Sobriety

My Choice: Recovery

When I entered treatment in December 2022, recovery was the last thing on my mind. I was there because I had nowhere else to go, I wanted to get my family off my back, and deep down, I feared that if I kept living the way I was, I might not survive. I wasn’t even sure I wanted sobriety at all.

I was 40 years old and had spent half of my life addicted to opioids. I wholeheartedly believed that any attempt at sobriety would be futile and kept asking myself how I could possibly start my life over after so much of it had been wasted. My inner voice was my biggest and loudest enemy, but I became willing to give myself a chance.

 

Quieting the Inner Critic

That questioning critic in my head got quieter, and I slowly began to realize the difference between sobriety and recovery. Sobriety was finding ways to manage not using drugs to escape the pain I had inside, while recovery was allowing that pain to heal. Being able to get through a difficult day without getting high was staying sober, but getting through that same day without wanting to get high was recovery. I found myself wanting to rebuild my life rather than just live it without drugs. I wanted to be in recovery.

Referring expression pointing lines:
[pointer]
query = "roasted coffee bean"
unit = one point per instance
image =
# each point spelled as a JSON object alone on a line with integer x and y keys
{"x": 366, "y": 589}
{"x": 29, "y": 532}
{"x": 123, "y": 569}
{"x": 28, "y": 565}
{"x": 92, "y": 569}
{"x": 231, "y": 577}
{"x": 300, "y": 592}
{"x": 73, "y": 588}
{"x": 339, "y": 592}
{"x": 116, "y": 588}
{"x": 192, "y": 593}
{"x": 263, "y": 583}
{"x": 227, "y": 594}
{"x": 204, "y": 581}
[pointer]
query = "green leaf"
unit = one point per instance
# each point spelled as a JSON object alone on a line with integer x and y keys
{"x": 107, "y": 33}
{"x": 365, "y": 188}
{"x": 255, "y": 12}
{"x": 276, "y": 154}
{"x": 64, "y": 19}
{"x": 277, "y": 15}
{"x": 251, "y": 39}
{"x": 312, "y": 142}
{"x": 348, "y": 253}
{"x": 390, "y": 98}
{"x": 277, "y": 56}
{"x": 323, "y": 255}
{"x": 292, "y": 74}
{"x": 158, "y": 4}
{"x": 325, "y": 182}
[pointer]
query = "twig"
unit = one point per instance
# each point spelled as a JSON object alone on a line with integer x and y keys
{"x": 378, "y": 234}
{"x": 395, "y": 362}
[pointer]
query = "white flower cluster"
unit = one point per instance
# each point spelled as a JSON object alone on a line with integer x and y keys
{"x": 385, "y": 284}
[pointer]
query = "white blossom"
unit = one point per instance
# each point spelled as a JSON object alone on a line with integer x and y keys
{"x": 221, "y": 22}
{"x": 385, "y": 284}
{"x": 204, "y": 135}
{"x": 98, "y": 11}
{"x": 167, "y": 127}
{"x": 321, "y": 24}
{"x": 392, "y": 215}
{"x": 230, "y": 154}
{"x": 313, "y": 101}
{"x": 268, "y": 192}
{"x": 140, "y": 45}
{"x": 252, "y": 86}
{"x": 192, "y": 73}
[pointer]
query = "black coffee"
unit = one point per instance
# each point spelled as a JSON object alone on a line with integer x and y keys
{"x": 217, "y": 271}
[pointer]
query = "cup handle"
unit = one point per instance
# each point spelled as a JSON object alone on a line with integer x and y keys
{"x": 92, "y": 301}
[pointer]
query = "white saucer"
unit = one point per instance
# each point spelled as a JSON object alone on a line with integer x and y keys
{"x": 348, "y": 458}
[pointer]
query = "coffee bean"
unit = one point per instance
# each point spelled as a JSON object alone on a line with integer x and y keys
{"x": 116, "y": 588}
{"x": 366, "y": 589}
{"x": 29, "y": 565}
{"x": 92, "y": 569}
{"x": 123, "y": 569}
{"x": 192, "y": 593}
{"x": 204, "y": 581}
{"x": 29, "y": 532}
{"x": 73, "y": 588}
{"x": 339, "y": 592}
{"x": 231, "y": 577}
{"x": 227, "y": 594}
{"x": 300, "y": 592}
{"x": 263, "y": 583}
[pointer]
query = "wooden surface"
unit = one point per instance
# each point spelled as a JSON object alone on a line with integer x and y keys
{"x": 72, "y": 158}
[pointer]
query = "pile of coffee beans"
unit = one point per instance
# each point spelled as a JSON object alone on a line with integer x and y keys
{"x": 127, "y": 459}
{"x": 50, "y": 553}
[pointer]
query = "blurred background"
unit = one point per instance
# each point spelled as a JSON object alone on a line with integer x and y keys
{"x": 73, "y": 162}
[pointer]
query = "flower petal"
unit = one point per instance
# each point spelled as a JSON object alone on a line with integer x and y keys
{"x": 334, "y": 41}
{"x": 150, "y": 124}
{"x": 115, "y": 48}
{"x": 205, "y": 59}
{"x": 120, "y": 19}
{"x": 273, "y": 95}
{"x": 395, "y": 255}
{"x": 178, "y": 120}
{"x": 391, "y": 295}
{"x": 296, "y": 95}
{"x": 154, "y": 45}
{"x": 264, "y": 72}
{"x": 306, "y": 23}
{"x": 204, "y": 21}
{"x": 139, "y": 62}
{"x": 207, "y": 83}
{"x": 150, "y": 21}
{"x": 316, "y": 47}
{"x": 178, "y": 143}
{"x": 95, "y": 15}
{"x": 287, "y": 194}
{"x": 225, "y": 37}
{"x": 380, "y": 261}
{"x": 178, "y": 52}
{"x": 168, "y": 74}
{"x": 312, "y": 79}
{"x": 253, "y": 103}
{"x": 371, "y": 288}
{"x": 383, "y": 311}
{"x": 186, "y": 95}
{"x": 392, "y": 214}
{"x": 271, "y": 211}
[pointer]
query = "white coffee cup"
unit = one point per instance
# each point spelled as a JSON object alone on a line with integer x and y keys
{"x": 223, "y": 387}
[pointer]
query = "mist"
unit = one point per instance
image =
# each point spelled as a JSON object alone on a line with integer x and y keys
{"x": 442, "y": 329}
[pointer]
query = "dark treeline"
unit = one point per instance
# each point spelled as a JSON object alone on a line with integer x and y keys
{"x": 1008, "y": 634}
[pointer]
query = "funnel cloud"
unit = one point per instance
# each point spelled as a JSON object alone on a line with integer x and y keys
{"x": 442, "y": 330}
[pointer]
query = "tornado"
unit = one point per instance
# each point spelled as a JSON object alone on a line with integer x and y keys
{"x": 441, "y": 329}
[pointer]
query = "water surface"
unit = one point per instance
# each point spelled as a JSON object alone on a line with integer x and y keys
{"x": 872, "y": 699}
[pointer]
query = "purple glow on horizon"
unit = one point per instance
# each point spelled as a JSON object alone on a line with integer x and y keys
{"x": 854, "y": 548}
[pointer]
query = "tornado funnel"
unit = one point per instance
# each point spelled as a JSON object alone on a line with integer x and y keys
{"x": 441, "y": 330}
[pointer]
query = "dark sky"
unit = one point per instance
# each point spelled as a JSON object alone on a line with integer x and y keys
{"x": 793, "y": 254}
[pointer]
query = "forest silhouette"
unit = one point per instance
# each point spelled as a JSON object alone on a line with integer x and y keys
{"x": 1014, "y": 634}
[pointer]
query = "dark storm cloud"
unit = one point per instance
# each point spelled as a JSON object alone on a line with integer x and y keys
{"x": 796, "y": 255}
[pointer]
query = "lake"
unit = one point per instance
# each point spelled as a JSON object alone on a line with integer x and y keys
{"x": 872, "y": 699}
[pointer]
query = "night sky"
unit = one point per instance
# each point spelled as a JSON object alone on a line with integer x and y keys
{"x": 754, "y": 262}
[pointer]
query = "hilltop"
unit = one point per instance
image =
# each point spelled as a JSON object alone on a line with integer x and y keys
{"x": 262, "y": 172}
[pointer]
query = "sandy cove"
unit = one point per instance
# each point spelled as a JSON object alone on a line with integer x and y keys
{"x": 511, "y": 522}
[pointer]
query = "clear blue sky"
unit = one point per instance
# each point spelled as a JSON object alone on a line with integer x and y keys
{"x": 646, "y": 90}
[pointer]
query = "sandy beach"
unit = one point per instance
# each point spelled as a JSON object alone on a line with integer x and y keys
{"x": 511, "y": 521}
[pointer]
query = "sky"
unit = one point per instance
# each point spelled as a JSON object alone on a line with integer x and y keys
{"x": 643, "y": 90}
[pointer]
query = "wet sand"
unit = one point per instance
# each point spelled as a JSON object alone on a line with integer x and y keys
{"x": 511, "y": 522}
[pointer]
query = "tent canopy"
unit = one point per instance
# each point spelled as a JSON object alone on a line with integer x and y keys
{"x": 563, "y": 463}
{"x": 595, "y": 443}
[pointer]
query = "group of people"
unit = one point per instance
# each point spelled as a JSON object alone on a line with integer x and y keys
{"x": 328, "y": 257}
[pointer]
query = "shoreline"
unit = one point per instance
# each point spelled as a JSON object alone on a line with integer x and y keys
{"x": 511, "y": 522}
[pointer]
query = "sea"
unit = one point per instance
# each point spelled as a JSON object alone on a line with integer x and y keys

_ASSIGNMENT_
Go on with the personal essay about sobriety and recovery, starting after its last sentence.

_WRITTEN REPLY_
Within days of completing residential treatment, I was involved in a hit-and-run while riding a scooter. I didn’t realize it at the time, but my first true “recovery moment” was being given to me by the universe. At the hospital, they told me I had broken five ribs and my sternum. My hand was also so badly fractured that it was going to require surgery. The emergency room doctor also told me he wanted to admit me to manage my pain, which meant pain medication. The opiate addict in me silently screamed, “Yes, please!,” while at the same moment, I heard myself ask the doctor to be discharged, as long as nothing else was medically wrong.

Even I was dumbfounded in the minutes that followed. I was in total disbelief that I had just turned down pain medication, especially in a scenario where it was being legitimately offered. In the days that followed, I was extremely uncomfortable and in physical pain. The pain was accompanied by uncertainty, fear, and frustration.

 

At the time, I couldn’t have explained it, but some part of me knew that this was a make it or break it moment. And it wasn’t about staying sober or not; I was determined not to turn back down the road I had just traveled. Would it have been easier to feel sorry for myself? Or ruminate over how, of course, something like this happens now that I am sober? Yes, it would have been easier. But everything I had just been taught told me that recovery wasn’t about taking the easy path.

I reached out for help and accountability from the people who truly loved me. I focused on taking suggestions and trying to stay open-minded. Instead of snapping back with defensiveness when my family questioned my version of the car accident (and my sobriety), I listened. And when the physical pain and discomfort from my injuries hit, I reminded myself—I could be just as uncomfortable sitting in a meeting as I was lying in bed doing nothing. So I went to meetings, got a sponsor, and stayed connected to the community that had started to surround me.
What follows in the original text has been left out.